** Start **

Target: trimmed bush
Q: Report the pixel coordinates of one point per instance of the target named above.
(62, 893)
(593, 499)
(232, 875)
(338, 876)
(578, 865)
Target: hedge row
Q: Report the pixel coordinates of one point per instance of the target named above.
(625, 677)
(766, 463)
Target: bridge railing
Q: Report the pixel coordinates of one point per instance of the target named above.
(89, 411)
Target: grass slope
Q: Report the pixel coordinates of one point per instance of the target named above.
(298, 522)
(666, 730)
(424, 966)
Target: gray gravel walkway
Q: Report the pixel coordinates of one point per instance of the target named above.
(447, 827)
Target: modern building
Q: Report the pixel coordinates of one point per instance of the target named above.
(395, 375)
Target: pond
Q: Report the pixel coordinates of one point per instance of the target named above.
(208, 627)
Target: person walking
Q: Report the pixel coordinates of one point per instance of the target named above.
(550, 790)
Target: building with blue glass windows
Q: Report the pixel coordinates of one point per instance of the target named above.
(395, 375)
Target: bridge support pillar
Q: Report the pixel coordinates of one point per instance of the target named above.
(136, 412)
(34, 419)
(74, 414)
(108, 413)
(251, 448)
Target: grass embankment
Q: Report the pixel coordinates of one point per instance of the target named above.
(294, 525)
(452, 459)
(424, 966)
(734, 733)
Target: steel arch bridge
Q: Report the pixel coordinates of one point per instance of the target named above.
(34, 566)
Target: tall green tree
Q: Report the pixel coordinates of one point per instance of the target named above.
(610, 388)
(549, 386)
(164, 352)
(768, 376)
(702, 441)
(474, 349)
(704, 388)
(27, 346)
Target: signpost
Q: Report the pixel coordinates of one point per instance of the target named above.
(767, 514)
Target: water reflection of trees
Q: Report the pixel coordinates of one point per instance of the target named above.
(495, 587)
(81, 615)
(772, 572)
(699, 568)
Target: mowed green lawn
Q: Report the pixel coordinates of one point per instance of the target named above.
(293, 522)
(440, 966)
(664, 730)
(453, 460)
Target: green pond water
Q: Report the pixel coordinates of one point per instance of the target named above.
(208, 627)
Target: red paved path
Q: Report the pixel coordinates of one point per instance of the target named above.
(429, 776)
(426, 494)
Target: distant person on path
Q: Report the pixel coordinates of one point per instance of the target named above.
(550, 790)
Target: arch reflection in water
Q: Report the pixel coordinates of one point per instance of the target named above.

** End **

## Written task
Can you reproduce the records from the line containing "Target: distant person on path" through the end of the records, changing "distant" to "far-off" and leaving everything else the same?

## Written solution
Target: far-off person on path
Q: Report the pixel coordinates of one point per instance of the target named above.
(550, 790)
Target: arch reflection in water
Q: Report the pixel coordinates of one point per instance of the target named above.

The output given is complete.